* INSTRUCTIONS TO FOLLOW
Find each line in the material below that contains the word "post" and copy those lines.

* DATA SHOWN
***

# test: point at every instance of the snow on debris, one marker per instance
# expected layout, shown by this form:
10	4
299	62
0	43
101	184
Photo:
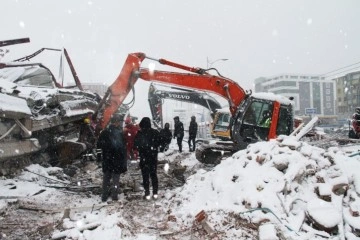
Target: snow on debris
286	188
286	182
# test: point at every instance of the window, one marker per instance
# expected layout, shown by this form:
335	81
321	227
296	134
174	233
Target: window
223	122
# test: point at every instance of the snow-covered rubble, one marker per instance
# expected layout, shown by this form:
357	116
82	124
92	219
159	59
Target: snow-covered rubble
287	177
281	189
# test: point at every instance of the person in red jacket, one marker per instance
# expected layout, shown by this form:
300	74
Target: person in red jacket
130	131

***

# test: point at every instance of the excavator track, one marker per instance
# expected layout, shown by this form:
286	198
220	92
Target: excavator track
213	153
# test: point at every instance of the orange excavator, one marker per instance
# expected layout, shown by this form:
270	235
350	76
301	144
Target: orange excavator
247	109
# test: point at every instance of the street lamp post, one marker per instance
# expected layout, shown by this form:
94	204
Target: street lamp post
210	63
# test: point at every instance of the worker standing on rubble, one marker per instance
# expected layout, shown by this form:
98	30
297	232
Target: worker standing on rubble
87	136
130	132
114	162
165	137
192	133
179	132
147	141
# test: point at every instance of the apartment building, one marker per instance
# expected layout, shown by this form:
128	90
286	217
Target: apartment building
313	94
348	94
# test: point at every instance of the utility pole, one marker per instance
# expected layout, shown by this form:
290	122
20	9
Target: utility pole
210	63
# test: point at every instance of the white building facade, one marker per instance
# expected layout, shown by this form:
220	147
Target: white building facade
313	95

***

* COMPLETE ANSWER
# test: point at every instance of the street lamp post, one marker per instance
Target: street lamp post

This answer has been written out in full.